**AIM OF THE TASK:** Line by line, retype the material below exactly, from its first line up to and including the one holding "<instances>".

**RECORD EXCERPTS:**
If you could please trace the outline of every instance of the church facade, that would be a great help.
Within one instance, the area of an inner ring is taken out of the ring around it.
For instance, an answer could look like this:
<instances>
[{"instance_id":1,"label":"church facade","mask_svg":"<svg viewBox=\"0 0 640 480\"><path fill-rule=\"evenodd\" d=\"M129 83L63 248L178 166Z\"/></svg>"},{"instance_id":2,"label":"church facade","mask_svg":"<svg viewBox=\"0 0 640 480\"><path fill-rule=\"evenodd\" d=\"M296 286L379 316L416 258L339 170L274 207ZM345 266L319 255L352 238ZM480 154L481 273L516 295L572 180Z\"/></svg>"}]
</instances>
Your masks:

**ANSWER FOR THIS EXERCISE:**
If you could please trace the outline of every instance of the church facade, that would be a great help.
Within one instance, the area of an inner ring is taken out of the ring around it.
For instance, an answer could look like this:
<instances>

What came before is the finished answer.